What you are asked to do:
Print the data exactly. Omit the pictures.

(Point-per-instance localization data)
----

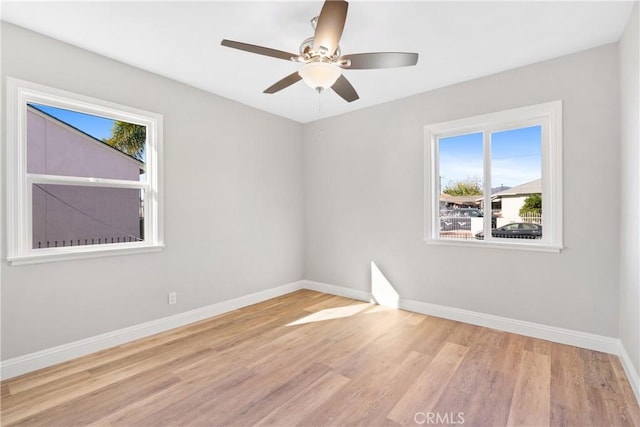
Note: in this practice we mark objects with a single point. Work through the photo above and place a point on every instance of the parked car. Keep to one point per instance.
(460, 219)
(515, 230)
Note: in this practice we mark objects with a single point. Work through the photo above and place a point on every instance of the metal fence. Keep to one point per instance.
(534, 219)
(85, 242)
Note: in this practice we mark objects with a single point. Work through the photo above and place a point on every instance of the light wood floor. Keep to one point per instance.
(313, 359)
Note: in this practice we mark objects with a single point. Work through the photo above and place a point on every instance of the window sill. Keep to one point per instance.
(68, 254)
(533, 247)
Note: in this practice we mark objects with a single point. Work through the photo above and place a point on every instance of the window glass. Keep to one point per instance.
(69, 215)
(488, 171)
(68, 143)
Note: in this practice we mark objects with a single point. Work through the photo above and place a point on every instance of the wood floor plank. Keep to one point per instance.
(309, 358)
(424, 393)
(531, 401)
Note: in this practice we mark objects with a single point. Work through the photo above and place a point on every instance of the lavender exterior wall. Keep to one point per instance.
(71, 215)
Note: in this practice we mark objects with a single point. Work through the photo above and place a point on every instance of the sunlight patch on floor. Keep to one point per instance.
(332, 313)
(382, 290)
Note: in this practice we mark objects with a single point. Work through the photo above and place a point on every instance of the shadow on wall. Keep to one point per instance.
(382, 290)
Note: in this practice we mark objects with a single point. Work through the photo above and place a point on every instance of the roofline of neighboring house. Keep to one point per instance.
(517, 190)
(92, 138)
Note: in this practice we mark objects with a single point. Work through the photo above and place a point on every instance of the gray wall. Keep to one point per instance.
(630, 190)
(233, 206)
(364, 200)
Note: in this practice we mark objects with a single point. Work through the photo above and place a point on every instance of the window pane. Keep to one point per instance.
(69, 143)
(516, 172)
(460, 187)
(68, 215)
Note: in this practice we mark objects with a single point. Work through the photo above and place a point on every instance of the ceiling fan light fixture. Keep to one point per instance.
(319, 75)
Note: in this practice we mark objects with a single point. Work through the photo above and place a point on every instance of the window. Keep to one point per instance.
(83, 176)
(496, 179)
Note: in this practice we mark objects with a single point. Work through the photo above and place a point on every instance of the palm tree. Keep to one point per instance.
(128, 138)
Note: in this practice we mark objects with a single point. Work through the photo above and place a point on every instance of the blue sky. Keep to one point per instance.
(515, 157)
(98, 127)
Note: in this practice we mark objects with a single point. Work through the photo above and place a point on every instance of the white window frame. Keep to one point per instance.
(549, 117)
(19, 181)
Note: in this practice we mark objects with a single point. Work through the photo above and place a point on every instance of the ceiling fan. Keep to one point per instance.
(322, 59)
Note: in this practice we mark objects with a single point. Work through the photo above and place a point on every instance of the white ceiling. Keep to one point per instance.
(457, 41)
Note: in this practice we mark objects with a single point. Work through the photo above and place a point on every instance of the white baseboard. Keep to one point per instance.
(41, 359)
(341, 291)
(51, 356)
(630, 370)
(530, 329)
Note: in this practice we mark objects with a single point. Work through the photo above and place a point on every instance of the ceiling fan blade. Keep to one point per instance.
(343, 88)
(363, 61)
(260, 50)
(284, 83)
(330, 26)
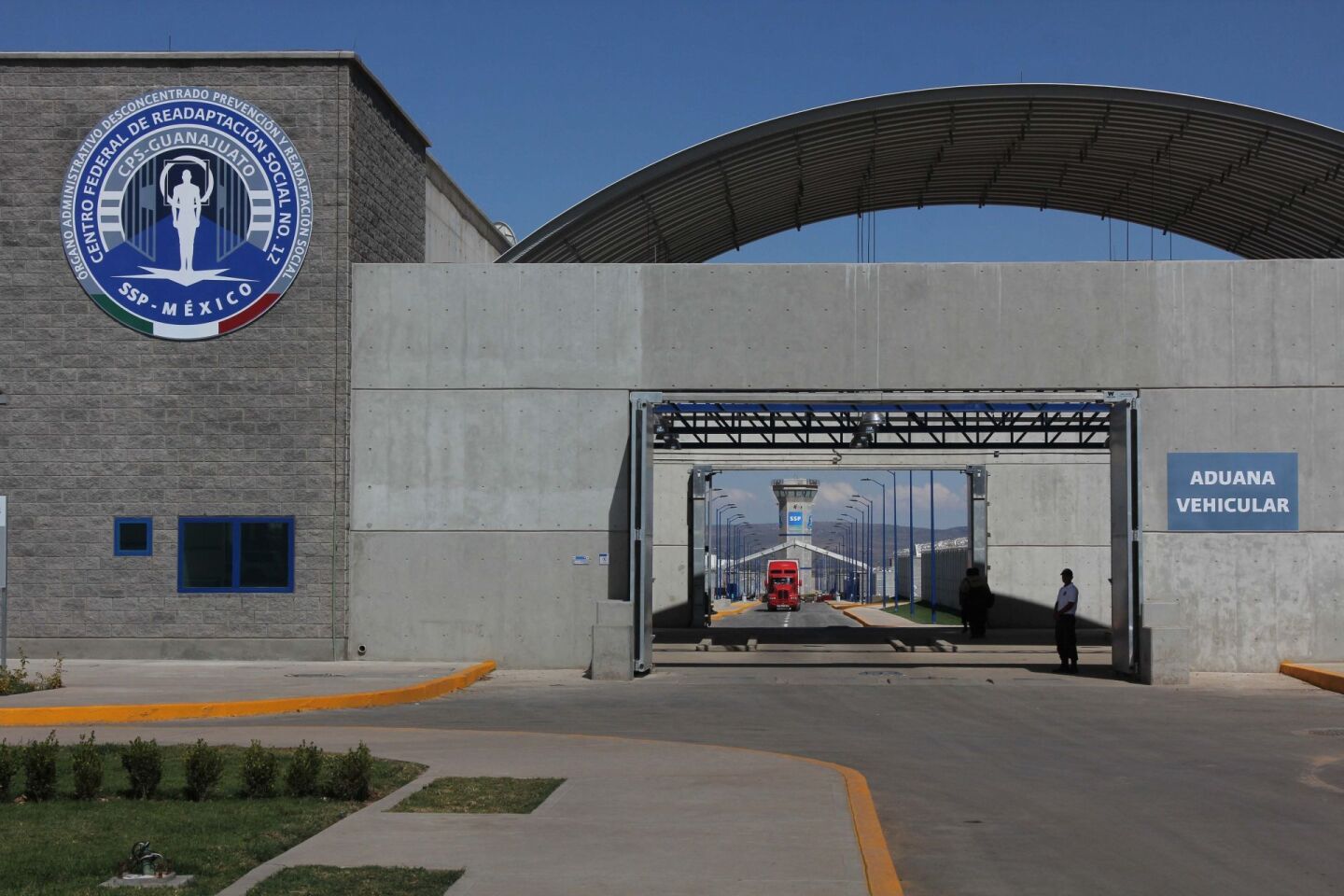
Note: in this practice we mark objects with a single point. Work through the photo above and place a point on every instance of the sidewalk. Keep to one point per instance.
(119, 691)
(633, 817)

----

Response to the exercise:
Note: in this practice we mark objects with a single point. Work through the photo above and place a point on every instance of the parked car. Keep to one point per instance.
(460, 219)
(515, 230)
Note: in this practice we mark objects with a single point. Work through the photo above and place a point on every instance of the metal fence. Keep to one point per instance.
(534, 219)
(85, 242)
Note: in this practice we mark objects with a single point. Work through the photo above and place a point on every instance of the light wood floor. Keep to one point per instance.
(313, 359)
Note: in this practice we mark objects with a single point. Work through the photo above and place a point on every instance of the window sill. Keep to one point per instance.
(68, 254)
(533, 247)
Note: in this practice we mark objects with a single point. Work through the photo above and place a point on every instance of the window glass. Keep to one point per instance.
(69, 215)
(488, 171)
(68, 143)
Note: in this practice we mark objects with a single point. Work through the photo above and place a point on every instance of the wood floor plank. Keep to one point per instance.
(309, 358)
(424, 393)
(531, 401)
Note: in this practice we mark objects with a single point. Work through the photo above and place a point on every instance of the lavender exterior wall. Keep to one point per instance.
(71, 215)
Note: in this practice we mark objects with a single point. Work through the photo above and place a point on every instance of the sunlight patch on floor. Keep to one point per instance.
(332, 313)
(382, 290)
Note: in this practice we mark objects with a single point. Work through the photo above and place a point on every instance of the shadow on wall. Keep to one point per instance.
(382, 290)
Note: in this practice we mark objects with a single point. Work through the photo above and place a point on every instance of the roofline of neighboring house. Keep to one point per instance.
(517, 190)
(92, 138)
Note: in this practice we mark objects with a single point. Work through the photo above and place a point on every instance of the gray wall. Keep to one point per instance.
(630, 190)
(233, 206)
(364, 200)
Note: in this practice we mark objects with a single point. Work through the photo above and place a point on every instance of the window pane. Keep to one point per instance.
(69, 143)
(516, 172)
(460, 187)
(68, 215)
Note: in this practice we mark objects with a single point. Work through the photo above and place a point on every instance of the ceiling fan light fixture. Keep to one point per instance.
(319, 75)
Note: in this practice we mark objects with a single point. Work through the photo above and place a point on every instance of the window. Keep to one point per instance.
(83, 176)
(496, 179)
Note: in this practice we mark objects with a single point. Work through the photo above and place a point on every instance of the palm tree. Keep to one point per instance.
(128, 138)
Note: in this practice we mark objects with a single point. Work through the photo above and place a point on every instance of the blue sky. Keep to one point per instance.
(515, 157)
(98, 127)
Note: in this practice we mark objects with a single point. Work through the photo above and place a point on every instance of the white window frame. Keep to one point per instance.
(549, 117)
(19, 181)
Note: in this practice we mark objects with a single point. Work through the photo above and place a point on every instance of the ceiling fan. Keep to one point per instance.
(322, 59)
Note: in this practice we mark objects with a single point. Work through the photo above and place a point on every instance of the white ceiling. Keep to one point per instance.
(457, 41)
Note: in this practice we mark objects with a single point. Work through the photo above and place a point on every instance of the white baseboard. Keep to one point per instance.
(41, 359)
(341, 291)
(51, 356)
(630, 370)
(530, 329)
Note: in this practice we mark objects with a single point. Work through the photo above and place a point on every instance of the ceiling fan blade. Keep to one point per instance.
(343, 88)
(363, 61)
(260, 50)
(284, 83)
(330, 26)
Note: in this practice we mark objects with a single point. Work through the photo above and place a point on every instance of the sidewalk. Keep to one point per instance.
(119, 691)
(633, 817)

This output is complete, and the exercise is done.